---- Recorded data

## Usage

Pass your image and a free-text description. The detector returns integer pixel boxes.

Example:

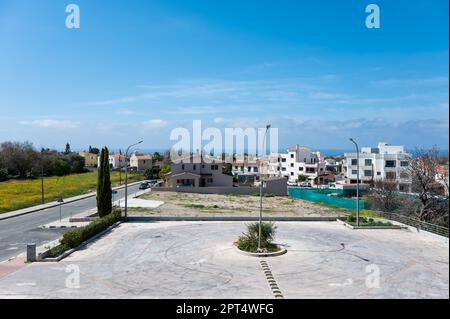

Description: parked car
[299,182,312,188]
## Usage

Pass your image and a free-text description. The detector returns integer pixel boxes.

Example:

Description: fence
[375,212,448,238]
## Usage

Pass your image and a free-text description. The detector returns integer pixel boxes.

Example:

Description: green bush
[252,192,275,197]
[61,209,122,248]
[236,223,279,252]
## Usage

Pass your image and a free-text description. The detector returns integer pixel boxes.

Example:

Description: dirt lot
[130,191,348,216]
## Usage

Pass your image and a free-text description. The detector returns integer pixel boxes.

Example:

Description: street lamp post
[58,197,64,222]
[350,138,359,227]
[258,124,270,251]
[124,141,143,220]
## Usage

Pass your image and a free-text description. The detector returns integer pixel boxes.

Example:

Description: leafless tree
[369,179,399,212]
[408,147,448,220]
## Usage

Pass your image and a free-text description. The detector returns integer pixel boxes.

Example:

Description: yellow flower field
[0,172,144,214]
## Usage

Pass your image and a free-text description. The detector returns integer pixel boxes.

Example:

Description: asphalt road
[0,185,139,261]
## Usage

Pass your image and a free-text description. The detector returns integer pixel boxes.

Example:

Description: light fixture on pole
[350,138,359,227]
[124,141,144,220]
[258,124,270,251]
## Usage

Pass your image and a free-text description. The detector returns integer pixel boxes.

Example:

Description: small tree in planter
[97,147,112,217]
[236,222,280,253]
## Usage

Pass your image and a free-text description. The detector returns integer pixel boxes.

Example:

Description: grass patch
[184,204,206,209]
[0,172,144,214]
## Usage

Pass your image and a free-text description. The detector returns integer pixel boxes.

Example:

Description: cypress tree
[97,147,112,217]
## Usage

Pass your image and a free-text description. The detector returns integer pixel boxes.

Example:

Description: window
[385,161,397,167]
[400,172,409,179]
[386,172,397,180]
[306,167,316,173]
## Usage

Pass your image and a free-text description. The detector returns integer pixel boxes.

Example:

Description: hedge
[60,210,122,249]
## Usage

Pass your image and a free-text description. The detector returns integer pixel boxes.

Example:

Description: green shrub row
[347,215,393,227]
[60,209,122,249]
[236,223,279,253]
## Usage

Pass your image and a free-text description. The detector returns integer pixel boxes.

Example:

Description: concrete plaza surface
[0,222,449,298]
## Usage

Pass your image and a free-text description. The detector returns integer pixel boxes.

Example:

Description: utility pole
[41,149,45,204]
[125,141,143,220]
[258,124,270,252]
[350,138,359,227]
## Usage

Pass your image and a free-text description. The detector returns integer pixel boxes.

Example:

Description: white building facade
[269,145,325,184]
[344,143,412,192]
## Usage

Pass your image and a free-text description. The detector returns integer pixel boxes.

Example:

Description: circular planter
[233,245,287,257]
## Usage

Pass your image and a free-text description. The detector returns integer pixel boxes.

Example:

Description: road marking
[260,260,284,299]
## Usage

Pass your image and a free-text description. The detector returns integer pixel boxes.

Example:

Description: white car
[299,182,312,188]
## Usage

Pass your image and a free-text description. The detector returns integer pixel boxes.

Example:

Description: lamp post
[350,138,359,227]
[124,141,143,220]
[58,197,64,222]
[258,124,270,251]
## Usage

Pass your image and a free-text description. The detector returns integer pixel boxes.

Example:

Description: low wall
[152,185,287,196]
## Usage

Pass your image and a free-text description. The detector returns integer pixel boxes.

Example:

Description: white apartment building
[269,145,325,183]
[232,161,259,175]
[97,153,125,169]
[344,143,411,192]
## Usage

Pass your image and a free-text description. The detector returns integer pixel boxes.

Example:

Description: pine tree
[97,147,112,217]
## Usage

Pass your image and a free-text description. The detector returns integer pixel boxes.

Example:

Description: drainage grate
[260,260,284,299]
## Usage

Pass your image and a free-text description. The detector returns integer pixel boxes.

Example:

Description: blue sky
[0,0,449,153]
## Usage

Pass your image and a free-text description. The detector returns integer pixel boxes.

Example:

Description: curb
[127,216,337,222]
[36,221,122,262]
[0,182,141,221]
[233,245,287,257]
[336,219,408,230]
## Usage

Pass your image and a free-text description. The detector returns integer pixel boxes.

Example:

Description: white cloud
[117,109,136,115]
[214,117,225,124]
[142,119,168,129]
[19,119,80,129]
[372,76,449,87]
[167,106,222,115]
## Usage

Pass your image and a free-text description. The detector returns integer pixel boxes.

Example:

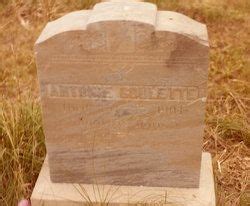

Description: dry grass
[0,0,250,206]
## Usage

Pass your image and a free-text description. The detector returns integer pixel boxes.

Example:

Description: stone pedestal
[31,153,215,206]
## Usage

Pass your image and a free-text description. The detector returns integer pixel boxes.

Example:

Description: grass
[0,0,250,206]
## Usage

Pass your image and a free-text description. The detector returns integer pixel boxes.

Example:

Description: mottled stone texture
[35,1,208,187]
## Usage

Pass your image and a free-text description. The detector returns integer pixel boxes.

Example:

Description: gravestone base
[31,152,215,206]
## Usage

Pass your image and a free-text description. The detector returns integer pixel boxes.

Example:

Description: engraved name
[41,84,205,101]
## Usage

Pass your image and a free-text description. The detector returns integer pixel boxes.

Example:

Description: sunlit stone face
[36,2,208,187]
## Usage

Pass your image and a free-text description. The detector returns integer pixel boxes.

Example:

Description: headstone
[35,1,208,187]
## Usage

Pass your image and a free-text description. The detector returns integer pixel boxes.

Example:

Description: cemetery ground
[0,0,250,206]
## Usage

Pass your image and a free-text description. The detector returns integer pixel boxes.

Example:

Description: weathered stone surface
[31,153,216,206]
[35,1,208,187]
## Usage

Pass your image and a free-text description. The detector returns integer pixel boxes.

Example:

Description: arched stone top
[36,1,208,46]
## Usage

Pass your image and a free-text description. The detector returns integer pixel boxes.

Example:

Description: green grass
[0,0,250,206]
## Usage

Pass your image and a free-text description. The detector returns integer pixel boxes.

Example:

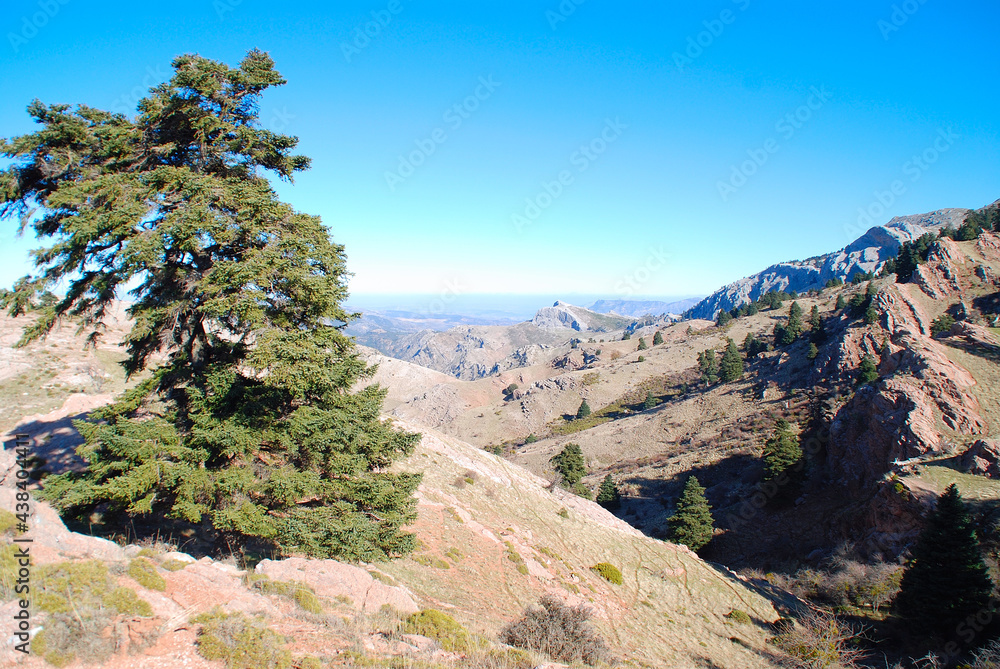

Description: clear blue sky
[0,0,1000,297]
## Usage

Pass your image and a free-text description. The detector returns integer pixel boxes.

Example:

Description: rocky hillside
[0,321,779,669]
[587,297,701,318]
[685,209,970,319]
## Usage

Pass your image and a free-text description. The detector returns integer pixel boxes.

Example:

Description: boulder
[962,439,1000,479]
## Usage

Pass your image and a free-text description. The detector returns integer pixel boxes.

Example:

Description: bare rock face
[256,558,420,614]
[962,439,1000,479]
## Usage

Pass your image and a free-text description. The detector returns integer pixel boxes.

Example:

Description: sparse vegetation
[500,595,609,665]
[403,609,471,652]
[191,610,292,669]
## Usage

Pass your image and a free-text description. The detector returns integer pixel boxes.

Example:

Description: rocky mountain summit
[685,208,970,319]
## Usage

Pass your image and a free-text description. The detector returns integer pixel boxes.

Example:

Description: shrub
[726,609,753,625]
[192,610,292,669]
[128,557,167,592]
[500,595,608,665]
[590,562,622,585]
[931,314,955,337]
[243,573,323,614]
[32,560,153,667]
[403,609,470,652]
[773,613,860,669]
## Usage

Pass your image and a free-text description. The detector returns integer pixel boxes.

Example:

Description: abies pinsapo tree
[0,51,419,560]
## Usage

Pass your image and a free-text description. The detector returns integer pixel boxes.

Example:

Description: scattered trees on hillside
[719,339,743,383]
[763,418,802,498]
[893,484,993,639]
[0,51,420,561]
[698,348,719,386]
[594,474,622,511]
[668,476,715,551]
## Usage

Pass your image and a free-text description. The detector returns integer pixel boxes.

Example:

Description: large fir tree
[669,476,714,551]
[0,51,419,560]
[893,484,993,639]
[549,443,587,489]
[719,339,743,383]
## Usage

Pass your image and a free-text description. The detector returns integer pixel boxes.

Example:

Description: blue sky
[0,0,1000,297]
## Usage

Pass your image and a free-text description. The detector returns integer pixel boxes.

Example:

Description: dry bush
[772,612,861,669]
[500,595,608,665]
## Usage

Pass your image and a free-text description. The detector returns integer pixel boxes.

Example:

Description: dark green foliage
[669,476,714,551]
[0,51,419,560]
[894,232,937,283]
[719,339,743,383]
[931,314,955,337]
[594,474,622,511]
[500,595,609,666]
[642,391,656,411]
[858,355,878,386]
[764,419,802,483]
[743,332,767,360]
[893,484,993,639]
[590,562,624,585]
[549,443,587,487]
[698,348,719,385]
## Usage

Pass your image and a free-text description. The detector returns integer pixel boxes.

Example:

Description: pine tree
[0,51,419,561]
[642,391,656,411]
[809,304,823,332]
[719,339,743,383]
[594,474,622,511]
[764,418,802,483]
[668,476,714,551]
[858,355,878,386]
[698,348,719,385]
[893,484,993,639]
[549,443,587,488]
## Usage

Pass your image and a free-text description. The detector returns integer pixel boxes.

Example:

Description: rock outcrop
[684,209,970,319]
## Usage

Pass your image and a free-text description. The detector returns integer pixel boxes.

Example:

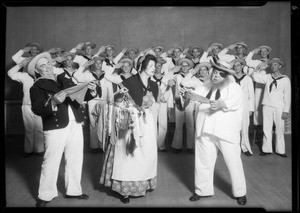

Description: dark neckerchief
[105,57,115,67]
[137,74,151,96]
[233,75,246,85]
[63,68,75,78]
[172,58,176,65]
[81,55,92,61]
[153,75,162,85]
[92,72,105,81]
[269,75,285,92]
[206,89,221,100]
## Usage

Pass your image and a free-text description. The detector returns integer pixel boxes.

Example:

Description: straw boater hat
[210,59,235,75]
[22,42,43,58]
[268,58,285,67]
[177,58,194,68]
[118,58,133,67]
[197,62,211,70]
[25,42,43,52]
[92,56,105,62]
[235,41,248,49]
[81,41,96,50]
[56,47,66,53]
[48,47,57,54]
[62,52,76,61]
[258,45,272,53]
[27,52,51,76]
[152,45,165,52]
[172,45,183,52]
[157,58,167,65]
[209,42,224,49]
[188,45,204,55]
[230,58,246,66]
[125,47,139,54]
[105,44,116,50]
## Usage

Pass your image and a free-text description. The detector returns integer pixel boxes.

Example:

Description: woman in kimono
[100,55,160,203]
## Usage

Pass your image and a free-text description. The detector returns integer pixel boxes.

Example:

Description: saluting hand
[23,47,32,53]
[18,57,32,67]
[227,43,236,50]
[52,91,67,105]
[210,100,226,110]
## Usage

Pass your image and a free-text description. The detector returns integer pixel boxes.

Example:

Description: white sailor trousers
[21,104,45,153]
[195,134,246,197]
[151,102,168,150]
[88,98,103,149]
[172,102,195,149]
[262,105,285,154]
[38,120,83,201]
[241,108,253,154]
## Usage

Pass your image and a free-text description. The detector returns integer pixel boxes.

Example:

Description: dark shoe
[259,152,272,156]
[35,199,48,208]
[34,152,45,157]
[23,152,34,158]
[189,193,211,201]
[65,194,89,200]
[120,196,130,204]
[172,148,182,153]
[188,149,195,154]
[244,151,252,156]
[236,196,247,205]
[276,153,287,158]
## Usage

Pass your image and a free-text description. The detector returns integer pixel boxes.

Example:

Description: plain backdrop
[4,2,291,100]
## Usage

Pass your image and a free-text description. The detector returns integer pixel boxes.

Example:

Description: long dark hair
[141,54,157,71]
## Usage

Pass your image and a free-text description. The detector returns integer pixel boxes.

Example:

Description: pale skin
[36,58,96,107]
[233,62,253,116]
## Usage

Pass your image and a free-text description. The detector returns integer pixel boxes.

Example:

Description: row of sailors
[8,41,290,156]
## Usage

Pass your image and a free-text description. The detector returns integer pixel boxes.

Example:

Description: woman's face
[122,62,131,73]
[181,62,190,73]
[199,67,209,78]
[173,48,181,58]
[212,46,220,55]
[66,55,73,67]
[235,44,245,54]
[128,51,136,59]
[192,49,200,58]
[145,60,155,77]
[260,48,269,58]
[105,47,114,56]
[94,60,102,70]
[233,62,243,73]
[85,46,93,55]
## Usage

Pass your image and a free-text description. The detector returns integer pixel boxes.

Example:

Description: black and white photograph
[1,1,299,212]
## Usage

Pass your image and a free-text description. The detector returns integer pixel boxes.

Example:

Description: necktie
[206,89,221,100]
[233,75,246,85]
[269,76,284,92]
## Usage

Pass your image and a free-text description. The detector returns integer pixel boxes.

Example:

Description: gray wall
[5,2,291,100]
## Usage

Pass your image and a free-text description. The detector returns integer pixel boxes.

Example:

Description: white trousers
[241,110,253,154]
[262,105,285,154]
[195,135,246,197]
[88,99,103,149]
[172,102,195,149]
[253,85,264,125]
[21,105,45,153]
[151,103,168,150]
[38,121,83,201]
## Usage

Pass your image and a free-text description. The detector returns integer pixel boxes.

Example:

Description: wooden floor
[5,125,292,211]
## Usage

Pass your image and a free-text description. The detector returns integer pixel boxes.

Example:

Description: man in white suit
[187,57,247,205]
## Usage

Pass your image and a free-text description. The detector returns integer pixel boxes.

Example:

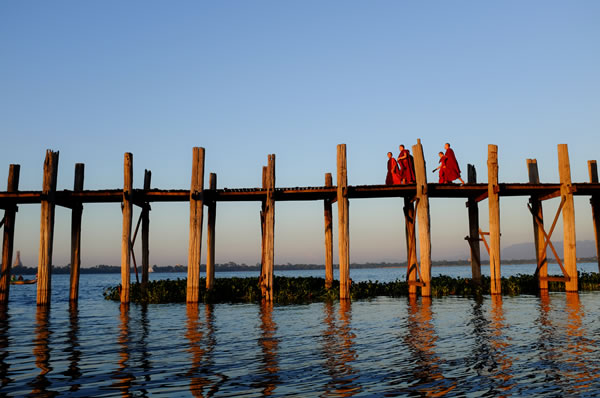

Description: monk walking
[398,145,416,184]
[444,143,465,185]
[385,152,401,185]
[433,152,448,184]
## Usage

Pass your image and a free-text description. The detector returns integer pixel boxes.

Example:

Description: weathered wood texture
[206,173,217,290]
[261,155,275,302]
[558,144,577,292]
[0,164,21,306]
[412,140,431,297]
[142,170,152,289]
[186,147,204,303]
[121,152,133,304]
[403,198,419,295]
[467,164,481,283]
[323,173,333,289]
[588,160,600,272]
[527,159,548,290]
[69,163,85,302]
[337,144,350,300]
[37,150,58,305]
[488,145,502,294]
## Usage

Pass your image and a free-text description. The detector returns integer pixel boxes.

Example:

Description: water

--------

Filter the data above and copy out every line containing the word "planter", matching case exactly.

Exercise answer:
Description: small tree in planter
Description: circular planter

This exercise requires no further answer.